START Task input
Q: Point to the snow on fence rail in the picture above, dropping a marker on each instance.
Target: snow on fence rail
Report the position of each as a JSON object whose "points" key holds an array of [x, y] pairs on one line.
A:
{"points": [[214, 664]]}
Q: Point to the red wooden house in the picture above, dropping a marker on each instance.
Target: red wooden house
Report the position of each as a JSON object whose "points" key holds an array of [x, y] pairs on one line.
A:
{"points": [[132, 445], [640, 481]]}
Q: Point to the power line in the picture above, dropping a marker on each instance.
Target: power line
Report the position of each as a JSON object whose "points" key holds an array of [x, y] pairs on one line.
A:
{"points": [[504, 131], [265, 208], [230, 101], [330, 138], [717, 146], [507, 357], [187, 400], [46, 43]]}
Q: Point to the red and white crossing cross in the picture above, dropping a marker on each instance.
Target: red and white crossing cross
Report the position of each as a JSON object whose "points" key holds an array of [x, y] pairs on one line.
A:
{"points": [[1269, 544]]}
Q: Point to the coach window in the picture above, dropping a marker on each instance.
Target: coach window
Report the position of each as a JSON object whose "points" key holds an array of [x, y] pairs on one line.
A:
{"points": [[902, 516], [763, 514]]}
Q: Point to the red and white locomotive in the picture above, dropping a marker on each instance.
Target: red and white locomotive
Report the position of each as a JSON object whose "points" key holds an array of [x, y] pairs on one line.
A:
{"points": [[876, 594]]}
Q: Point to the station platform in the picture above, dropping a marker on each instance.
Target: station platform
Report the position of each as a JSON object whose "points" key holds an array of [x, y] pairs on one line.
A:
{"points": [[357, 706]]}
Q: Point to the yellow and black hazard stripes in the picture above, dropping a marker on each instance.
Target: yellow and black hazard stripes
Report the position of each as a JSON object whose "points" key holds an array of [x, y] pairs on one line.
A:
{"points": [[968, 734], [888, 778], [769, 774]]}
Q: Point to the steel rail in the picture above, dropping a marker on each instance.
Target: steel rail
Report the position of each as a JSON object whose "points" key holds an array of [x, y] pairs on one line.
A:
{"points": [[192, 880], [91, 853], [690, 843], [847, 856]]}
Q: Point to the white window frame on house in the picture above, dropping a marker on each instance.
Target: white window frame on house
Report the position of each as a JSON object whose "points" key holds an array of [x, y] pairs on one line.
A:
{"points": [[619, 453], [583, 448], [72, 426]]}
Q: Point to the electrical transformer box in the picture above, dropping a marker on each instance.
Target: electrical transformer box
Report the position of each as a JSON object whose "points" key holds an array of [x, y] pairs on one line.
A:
END Task input
Exercise —
Restate the final lines of the listing above word for word, beginning at the line that contains "Q: Point to the steel".

Task answer —
Q: Point to the steel rail in the picture above, dropping a marker on each instance.
Target: steel rail
Report the position of each as a JSON object whose "points" key holds an array of [x, y] pairs on one line.
A:
{"points": [[192, 880], [91, 853], [690, 843], [847, 856]]}
Q: Point to the white window frame on house in the picture above, dropping a marker on each instance.
Target: white window frame on house
Report the position of each as a JSON object whose "points" key holds an array of [x, y] pairs on one line.
A:
{"points": [[619, 453], [583, 448], [72, 426]]}
Q: Point to the electrical transformer box in the picture above, dropping a marker on each instance.
Target: electrical transformer box
Report the position of each as a JSON object whose "points" key holds an array of [x, y] pairs on one line.
A:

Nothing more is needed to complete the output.